Requirement 1 | In the inequalities lesson, what do you do with a compound inequality that uses the word "or"?
Requirement 2 | Carry on the inequalities lesson from its last sentence.

----- Document excerpt

Try this! Solve and graph the solution set: $- 3 \leq - 3 (2 x - 3) < 15 .$

Answer: $(- 1, 2]$ ;

(click to see video)

For compound inequalities with the word “or” you work both inequalities separately and then consider the union of the solution sets. Values in this union solve either inequality.

Example 8

Solve and graph the solution set: $\begin{matrix} 4 x + 5 \leq - 15 & or & 6 x - 11 > 7 \end{matrix} .$

Solution:

Solve each inequality and form the union by combining the solution sets.

$\begin{matrix} 4 x + 5 & \leq & - 15 \\ 4 x & \leq & - 20 \\ x & \leq & - 5 \end{matrix}$

$\begin{matrix} 6 x - 11 & > & 7 \\ 6 x & > & 18 \\ x & > & 3 \end{matrix}$

Answer: Interval notation $(- \infty, - 5] \cup (3, \infty)$

Try this! Solve and graph the solution set: $5 (x - 3) < - 20 o r 2 (5 - 3 x) < 1 .$

Answer: $(- \infty, - 1) \cup (\frac{3}{2}, \infty)$ ;

(click to see video)

Applications of Linear Inequalities

Some of the key words and phrases that indicate inequalities are summarized below:

Key Phrases	Translation
A number is at least 5.	$x \geq 5$
A number is 5 or more inclusive.	$x \geq 5$
A number is at most 3.	$x \leq 3$
A number is 3 or less inclusive.	$x \leq 3$
A number is strictly less than 4.	$x < 4$
A number is less than 4, noninclusive.	$x < 4$
A number is greater than 7.	$x > 7$
A number is more than 7, noninclusive.	$x > 7$
A number is in between 2 and 10.	$2 < x < 10$
A number is at least 5 and at most 15.	$5 \leq x \leq 15$
A number may range from 5 to 15.	$5 \leq x \leq 15$

As with all applications, carefully read the problem several times and look for key words and phrases. Identify the unknowns and assign variables. Next, translate the wording into a mathematical inequality. Finally, use the properties you have learned to solve the inequality and express the solution graphically or in interval notation.

----------
----- Stored rows

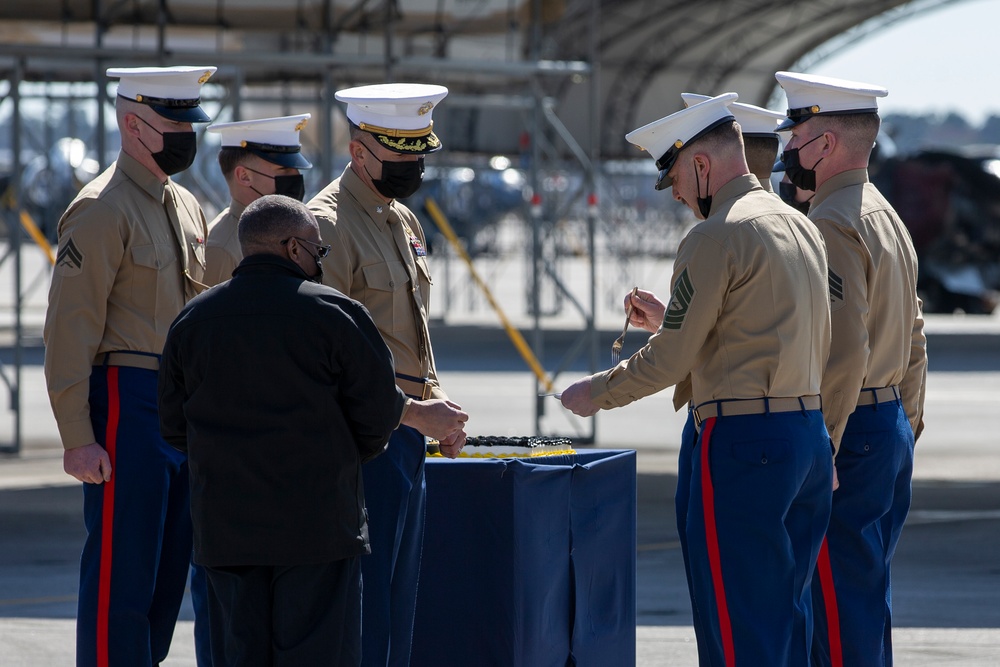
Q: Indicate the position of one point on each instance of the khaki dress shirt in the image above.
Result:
(378, 257)
(878, 324)
(223, 252)
(131, 254)
(749, 314)
(682, 390)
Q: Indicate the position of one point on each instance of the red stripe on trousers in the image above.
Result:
(107, 521)
(712, 539)
(825, 572)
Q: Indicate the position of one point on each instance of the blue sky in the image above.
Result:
(938, 61)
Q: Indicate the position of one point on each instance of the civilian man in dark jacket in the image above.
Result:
(279, 388)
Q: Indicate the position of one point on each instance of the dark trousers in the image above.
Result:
(135, 559)
(199, 601)
(758, 510)
(396, 500)
(286, 616)
(852, 589)
(685, 464)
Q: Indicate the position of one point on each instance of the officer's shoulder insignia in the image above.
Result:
(69, 260)
(680, 301)
(836, 290)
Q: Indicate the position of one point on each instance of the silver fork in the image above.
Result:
(616, 347)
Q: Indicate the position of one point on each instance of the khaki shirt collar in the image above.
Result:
(842, 180)
(141, 176)
(733, 189)
(369, 201)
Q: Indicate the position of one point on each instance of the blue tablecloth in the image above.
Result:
(529, 562)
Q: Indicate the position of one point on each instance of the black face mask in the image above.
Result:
(802, 178)
(399, 179)
(179, 149)
(787, 192)
(290, 185)
(704, 203)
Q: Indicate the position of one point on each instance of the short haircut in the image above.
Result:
(858, 130)
(231, 157)
(762, 153)
(724, 139)
(269, 220)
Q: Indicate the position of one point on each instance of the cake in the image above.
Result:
(511, 447)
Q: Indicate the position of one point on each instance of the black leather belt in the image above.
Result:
(150, 362)
(754, 406)
(876, 396)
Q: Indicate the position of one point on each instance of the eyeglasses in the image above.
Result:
(322, 250)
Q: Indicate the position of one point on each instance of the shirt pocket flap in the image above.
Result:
(152, 256)
(385, 277)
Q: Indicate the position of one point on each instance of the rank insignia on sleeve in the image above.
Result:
(680, 301)
(836, 290)
(69, 261)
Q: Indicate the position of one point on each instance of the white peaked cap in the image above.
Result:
(173, 92)
(813, 95)
(398, 115)
(273, 139)
(663, 139)
(753, 120)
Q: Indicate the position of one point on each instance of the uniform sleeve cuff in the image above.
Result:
(76, 434)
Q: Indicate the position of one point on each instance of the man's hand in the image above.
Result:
(437, 418)
(647, 310)
(576, 398)
(452, 445)
(90, 463)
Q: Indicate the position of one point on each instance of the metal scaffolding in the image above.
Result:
(308, 77)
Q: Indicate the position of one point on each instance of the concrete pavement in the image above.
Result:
(946, 575)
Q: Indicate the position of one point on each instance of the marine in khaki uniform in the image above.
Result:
(131, 254)
(760, 147)
(873, 387)
(379, 258)
(258, 157)
(749, 319)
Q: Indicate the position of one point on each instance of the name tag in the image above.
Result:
(418, 247)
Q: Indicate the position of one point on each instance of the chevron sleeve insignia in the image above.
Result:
(680, 301)
(69, 261)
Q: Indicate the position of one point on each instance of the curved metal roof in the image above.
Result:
(648, 51)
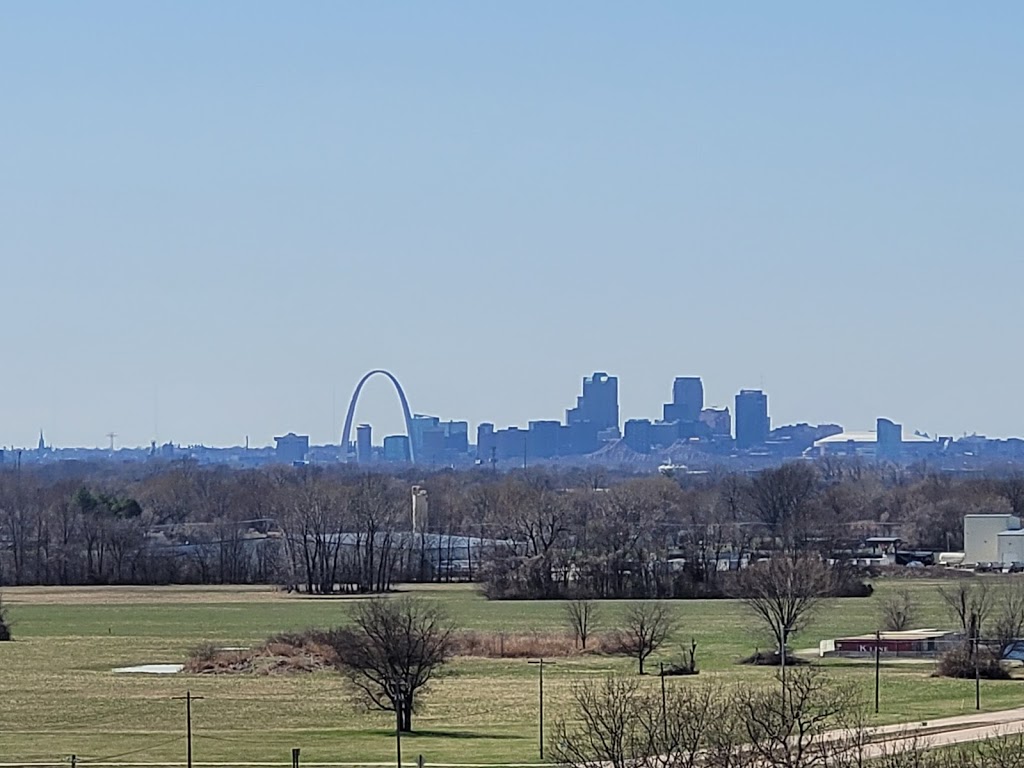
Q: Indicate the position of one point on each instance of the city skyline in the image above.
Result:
(214, 218)
(681, 388)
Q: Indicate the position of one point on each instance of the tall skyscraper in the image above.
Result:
(752, 418)
(364, 443)
(889, 436)
(598, 404)
(687, 400)
(292, 449)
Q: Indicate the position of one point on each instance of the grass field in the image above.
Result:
(59, 696)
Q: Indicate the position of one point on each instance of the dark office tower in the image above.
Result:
(890, 439)
(364, 444)
(687, 392)
(599, 403)
(752, 418)
(485, 442)
(637, 435)
(456, 436)
(542, 439)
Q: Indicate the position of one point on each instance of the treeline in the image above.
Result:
(532, 534)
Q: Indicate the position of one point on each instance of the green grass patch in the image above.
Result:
(60, 696)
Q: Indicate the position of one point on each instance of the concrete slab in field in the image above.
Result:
(150, 669)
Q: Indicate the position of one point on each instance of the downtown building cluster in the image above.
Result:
(591, 428)
(689, 435)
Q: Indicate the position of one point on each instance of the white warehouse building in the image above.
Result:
(994, 539)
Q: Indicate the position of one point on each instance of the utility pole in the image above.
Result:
(976, 632)
(782, 633)
(878, 664)
(187, 698)
(665, 704)
(540, 663)
(401, 689)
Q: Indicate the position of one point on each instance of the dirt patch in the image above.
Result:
(150, 669)
(284, 654)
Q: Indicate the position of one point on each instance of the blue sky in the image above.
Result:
(215, 216)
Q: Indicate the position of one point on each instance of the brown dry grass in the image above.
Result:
(280, 655)
(528, 644)
(135, 595)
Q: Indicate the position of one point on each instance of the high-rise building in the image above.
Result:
(889, 437)
(396, 449)
(598, 404)
(456, 436)
(719, 421)
(486, 443)
(364, 443)
(511, 444)
(753, 423)
(636, 434)
(542, 439)
(687, 396)
(291, 449)
(426, 434)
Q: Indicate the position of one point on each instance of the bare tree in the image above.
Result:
(647, 627)
(1007, 626)
(608, 730)
(898, 610)
(783, 592)
(581, 615)
(793, 730)
(780, 499)
(397, 646)
(619, 725)
(1012, 488)
(968, 602)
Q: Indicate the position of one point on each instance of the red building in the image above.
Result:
(909, 643)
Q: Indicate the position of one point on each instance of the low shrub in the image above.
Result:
(527, 644)
(772, 658)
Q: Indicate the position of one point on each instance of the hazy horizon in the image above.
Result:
(214, 218)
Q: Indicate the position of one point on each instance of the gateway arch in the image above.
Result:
(346, 434)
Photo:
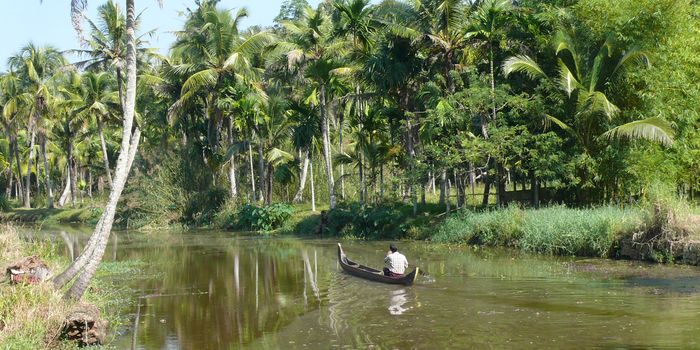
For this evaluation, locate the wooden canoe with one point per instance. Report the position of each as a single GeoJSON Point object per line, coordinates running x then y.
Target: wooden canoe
{"type": "Point", "coordinates": [369, 273]}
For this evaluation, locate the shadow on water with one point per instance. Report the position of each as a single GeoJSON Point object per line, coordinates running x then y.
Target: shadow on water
{"type": "Point", "coordinates": [215, 290]}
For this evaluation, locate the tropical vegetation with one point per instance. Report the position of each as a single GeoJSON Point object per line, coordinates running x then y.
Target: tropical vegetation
{"type": "Point", "coordinates": [355, 106]}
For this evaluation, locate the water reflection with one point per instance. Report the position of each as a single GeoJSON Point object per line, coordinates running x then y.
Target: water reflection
{"type": "Point", "coordinates": [218, 290]}
{"type": "Point", "coordinates": [397, 301]}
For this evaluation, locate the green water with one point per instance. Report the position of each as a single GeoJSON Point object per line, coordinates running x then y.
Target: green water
{"type": "Point", "coordinates": [211, 290]}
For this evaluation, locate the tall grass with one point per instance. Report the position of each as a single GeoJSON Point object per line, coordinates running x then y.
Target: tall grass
{"type": "Point", "coordinates": [553, 230]}
{"type": "Point", "coordinates": [31, 316]}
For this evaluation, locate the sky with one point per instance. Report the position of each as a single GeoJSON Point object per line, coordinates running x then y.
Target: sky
{"type": "Point", "coordinates": [48, 22]}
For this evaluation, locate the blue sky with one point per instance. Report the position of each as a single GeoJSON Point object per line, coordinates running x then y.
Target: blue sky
{"type": "Point", "coordinates": [22, 21]}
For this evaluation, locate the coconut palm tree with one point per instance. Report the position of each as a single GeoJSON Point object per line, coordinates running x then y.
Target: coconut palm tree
{"type": "Point", "coordinates": [38, 68]}
{"type": "Point", "coordinates": [216, 54]}
{"type": "Point", "coordinates": [91, 256]}
{"type": "Point", "coordinates": [311, 51]}
{"type": "Point", "coordinates": [12, 99]}
{"type": "Point", "coordinates": [586, 80]}
{"type": "Point", "coordinates": [100, 101]}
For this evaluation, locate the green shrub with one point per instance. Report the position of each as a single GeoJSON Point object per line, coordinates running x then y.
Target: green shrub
{"type": "Point", "coordinates": [495, 227]}
{"type": "Point", "coordinates": [202, 207]}
{"type": "Point", "coordinates": [554, 230]}
{"type": "Point", "coordinates": [268, 218]}
{"type": "Point", "coordinates": [367, 221]}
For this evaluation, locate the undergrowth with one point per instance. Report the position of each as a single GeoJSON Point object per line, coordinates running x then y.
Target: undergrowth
{"type": "Point", "coordinates": [554, 230]}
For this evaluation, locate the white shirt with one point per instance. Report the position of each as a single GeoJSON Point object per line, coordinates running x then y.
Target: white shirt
{"type": "Point", "coordinates": [396, 262]}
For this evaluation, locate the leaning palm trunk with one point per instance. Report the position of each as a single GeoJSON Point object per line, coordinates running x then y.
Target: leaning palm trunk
{"type": "Point", "coordinates": [327, 148]}
{"type": "Point", "coordinates": [302, 182]}
{"type": "Point", "coordinates": [78, 288]}
{"type": "Point", "coordinates": [49, 190]}
{"type": "Point", "coordinates": [104, 151]}
{"type": "Point", "coordinates": [128, 148]}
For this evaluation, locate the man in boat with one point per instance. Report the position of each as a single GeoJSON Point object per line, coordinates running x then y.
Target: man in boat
{"type": "Point", "coordinates": [395, 263]}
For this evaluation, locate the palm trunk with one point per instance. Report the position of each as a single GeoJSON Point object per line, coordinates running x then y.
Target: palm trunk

----------

Task response 1 | You work both inequalities separately and then take the union of their solution sets.

Task response 2 |
Example 9

Seven less than 3 times the sum of a number and 5 is at most 11. Find all numbers that satisfy this condition.

Solution:

First, choose a variable for the unknown number and identify the key words and phrases.

Let n represent the unknown indicated by “a number.”

Solve for n.

$\begin{matrix} 3 (n + 5) - 7 & \leq & 11 \\ 3 n + 15 - 7 & \leq & 11 \\ 3 n + 8 & \leq & 11 \\ 3 n & \leq & 3 \\ n & \leq & 1 \end{matrix}$

Answer: Any number less than or equal to 1 will satisfy the statement.

Example 10

To earn a B in a mathematics course the test average must be at least 80% and less than 90%. If a student earned 92%, 96%, 79%, and 83% on the first four tests, what must she score on the fifth test to earn a B?

Solution:

Set up a compound inequality where the test average is between 80% and 90%. In this case, include the lower bound, 80.

Let x represent the score on the fifth test.

$\begin{matrix} 80 & \leq & t e s t a v e r a g e & < & 90 \\ 80 & \leq & \frac{92 + 96 + 79 + 83 + x}{5} & < & 90 \\ 5 \cdot 80 & \leq & 5 \cdot \frac{350 + x}{5} & < & 5 \cdot 90 \\ 400 & \leq & 350 + x & < & 450 \\ 50 & \leq & x & < & 100 \end{matrix}$

Answer: She must earn a score of at least 50% and less than 100%.

In the previous example, the upper bound 100% was not part of the solution set. What would happen if she did earn a 100% on the fifth test?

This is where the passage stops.